EXTRAIT DU DOCUMENT:
◆ ◆ ◆ ◆ ◆ ◆ ◆
Biodiversité à Nagoya : "Se détacher du business as usual"
"Afin d'enrayer le déclin de la biodiversité, nous devons mettre en place de nouveaux objectifs. Dans le cas contraire, nous jouerons avec notre propre avenir et celui des générations futures." La ministre flamande Joke Schauvliege a lancé cet appel le premier jour de la réunion ministérielle au sommet sur la biodiversité de Nagoya.
Lors de cette réunion des ministres, Mme Schauvliege, présidente du Conseil européen de l’Environnement, a pointé du doigt l'exceptionnelle opportunité dont bénéficiait la CdP 10. "Les jours qui nous restent ici représentent notre chance de restaurer la situation."
◆ ◆ ◆ ◆ ◆ ◆ ◆
DONNÉES BRUTES:
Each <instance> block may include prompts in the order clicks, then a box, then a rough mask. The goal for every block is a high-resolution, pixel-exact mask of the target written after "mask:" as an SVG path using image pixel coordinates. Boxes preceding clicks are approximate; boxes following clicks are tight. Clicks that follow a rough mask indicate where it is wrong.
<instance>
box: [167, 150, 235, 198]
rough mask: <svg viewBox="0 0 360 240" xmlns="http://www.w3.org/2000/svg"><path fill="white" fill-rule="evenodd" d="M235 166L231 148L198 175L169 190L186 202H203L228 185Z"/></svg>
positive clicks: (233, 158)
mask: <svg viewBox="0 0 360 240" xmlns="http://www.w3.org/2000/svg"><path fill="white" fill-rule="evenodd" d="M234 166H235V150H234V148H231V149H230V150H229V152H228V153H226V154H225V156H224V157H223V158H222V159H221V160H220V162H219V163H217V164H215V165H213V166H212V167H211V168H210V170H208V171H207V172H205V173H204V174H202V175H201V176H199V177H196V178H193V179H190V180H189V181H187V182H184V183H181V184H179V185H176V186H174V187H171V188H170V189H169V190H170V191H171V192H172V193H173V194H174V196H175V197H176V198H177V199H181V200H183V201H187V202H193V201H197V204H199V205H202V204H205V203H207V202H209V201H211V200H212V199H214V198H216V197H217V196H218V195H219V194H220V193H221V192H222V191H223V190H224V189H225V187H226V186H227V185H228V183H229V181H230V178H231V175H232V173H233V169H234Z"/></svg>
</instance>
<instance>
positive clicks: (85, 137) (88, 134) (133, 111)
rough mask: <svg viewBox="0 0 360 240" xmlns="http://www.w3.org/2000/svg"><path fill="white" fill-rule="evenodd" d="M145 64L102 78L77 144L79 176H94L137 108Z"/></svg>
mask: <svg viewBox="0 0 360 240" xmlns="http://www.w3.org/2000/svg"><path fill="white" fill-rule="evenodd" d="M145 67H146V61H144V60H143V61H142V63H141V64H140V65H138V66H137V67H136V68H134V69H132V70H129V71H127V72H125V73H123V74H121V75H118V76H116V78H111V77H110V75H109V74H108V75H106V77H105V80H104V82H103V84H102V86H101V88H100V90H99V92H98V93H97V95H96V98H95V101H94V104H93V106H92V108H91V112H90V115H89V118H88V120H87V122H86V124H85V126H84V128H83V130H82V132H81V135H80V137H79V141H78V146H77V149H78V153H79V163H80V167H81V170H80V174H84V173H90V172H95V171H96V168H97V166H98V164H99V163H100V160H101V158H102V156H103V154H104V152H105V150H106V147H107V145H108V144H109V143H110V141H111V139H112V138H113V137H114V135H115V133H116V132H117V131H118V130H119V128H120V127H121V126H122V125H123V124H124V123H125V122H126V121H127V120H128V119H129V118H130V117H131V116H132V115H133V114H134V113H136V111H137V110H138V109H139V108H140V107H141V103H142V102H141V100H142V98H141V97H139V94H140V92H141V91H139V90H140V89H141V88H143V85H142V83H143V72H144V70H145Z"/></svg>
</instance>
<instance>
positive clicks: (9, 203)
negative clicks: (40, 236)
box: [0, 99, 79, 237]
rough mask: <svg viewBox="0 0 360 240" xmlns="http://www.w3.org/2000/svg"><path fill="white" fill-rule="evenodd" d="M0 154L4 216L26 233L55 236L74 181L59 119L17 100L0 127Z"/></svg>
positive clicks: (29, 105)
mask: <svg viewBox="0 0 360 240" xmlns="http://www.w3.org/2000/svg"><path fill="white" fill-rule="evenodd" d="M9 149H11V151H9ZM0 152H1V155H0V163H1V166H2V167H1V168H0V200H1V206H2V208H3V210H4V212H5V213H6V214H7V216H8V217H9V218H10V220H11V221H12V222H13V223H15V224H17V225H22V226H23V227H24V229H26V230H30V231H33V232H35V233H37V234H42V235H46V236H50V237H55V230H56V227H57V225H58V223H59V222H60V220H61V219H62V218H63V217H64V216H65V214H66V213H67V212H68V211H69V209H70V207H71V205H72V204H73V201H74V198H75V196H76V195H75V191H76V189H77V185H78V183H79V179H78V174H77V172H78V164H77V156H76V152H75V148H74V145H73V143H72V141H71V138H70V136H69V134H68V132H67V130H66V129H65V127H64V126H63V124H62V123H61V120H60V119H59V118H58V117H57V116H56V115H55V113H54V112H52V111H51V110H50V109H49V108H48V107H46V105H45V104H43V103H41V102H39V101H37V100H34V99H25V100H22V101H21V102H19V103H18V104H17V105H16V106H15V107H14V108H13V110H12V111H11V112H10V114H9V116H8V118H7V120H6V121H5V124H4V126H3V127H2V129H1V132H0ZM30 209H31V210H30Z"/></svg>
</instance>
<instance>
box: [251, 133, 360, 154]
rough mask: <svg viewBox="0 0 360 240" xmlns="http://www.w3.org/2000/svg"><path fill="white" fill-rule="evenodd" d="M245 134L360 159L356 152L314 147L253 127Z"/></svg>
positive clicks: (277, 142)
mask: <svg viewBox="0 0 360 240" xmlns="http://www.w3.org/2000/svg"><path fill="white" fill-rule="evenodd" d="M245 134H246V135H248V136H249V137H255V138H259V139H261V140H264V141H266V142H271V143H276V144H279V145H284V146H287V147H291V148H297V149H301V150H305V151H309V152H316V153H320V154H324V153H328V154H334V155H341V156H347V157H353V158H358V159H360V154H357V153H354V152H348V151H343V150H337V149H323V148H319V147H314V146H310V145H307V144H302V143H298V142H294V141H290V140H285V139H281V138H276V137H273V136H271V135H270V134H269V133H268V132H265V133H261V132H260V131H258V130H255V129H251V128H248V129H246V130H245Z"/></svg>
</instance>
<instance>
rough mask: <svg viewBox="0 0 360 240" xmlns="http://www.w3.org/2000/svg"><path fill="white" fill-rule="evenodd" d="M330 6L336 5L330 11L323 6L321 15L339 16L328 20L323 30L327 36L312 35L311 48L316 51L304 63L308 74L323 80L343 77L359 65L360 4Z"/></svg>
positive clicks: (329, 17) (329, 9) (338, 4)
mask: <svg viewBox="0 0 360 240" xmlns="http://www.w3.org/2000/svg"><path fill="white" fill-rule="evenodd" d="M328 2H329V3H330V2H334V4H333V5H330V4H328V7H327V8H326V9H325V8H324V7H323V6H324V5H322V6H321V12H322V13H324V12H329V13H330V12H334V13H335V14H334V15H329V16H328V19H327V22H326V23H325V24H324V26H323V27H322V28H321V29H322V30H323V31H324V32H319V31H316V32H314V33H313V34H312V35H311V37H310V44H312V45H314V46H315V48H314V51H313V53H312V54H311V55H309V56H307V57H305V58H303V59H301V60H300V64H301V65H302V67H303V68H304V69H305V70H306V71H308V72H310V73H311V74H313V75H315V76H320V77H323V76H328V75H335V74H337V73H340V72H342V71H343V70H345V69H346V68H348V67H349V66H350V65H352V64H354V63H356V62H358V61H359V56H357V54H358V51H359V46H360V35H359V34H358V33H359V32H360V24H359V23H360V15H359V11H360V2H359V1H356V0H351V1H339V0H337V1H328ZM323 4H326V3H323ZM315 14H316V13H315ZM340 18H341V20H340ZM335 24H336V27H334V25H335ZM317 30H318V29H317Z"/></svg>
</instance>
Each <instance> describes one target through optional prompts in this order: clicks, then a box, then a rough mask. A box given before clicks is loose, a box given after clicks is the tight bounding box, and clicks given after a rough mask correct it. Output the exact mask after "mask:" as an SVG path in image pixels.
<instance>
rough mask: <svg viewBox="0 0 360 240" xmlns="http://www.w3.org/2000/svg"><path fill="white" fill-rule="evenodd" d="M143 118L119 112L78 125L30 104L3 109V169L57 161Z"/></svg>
◆ ◆ ◆ ◆ ◆ ◆ ◆
PROBLÈMES À RÉSOUDRE:
1. Dans l'extrait sur la biodiversité à Nagoya, quelle fonction Mme Schauvliege occupe-t-elle au Conseil européen de l'Environnement ?
2. Recopiez, s'il vous plaît, le passage de l'extrait qui commence par « Biodiversité à Nagoya » et se poursuit jusqu'à « biodiversité de Nagoya. ».

LISTE DES SOLUTIONS:
1. Elle en est la présidente.

2.
Biodiversité à Nagoya : "Se détacher du business as usual"
"Afin d'enrayer le déclin de la biodiversité, nous devons mettre en place de nouveaux objectifs. Dans le cas contraire, nous jouerons avec notre propre avenir et celui des générations futures." La ministre flamande Joke Schauvliege a lancé cet appel le premier jour de la réunion ministérielle au sommet sur la biodiversité de Nagoya.